--- Start Data extract ---
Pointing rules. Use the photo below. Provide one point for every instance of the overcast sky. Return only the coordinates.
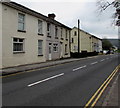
(69, 11)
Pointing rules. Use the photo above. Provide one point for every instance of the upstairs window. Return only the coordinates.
(56, 32)
(39, 27)
(48, 29)
(66, 34)
(66, 48)
(21, 22)
(55, 47)
(18, 45)
(75, 33)
(61, 32)
(40, 47)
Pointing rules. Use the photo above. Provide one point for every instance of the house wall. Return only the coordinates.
(0, 35)
(31, 37)
(95, 45)
(100, 45)
(85, 41)
(74, 44)
(65, 41)
(52, 40)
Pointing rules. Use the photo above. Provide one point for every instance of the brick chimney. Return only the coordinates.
(52, 16)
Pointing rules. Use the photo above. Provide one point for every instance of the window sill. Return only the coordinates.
(22, 31)
(41, 34)
(17, 52)
(40, 55)
(66, 39)
(66, 53)
(55, 51)
(49, 36)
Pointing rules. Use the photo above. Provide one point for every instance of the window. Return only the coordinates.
(21, 22)
(75, 33)
(39, 27)
(48, 29)
(55, 47)
(18, 45)
(40, 49)
(65, 48)
(61, 32)
(56, 32)
(72, 40)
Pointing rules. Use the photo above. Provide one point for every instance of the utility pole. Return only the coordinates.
--- End Data extract ---
Goal> Starting at the line that contains "wall. Return only the coordinates.", print every line through the end of the listing, word for word. Leave out all the rest.

Exercise result>
Pointing rules. Use the photo above. Provide one point for every instance of the house wall. Return only the coordinates.
(0, 35)
(31, 37)
(95, 45)
(100, 45)
(85, 41)
(74, 44)
(65, 41)
(52, 40)
Pointing rules. Use the photo above. Provide one point for every instance of the brick chimney. Return only the coordinates.
(52, 16)
Pointing rules. Use the photo above. Provide one point for every instance of the window sill. Return only the coordinates.
(22, 31)
(41, 34)
(17, 52)
(40, 55)
(66, 39)
(66, 53)
(55, 51)
(49, 36)
Pointing rules. Use the photo above. Provide one point for every instance of the window. Return only the coordinates.
(21, 22)
(75, 33)
(39, 27)
(48, 29)
(55, 47)
(18, 45)
(40, 49)
(65, 48)
(61, 32)
(56, 32)
(72, 40)
Pointing rules. Use the photo above. Provide one point for every instance of the utility pole. Return only the coordinates.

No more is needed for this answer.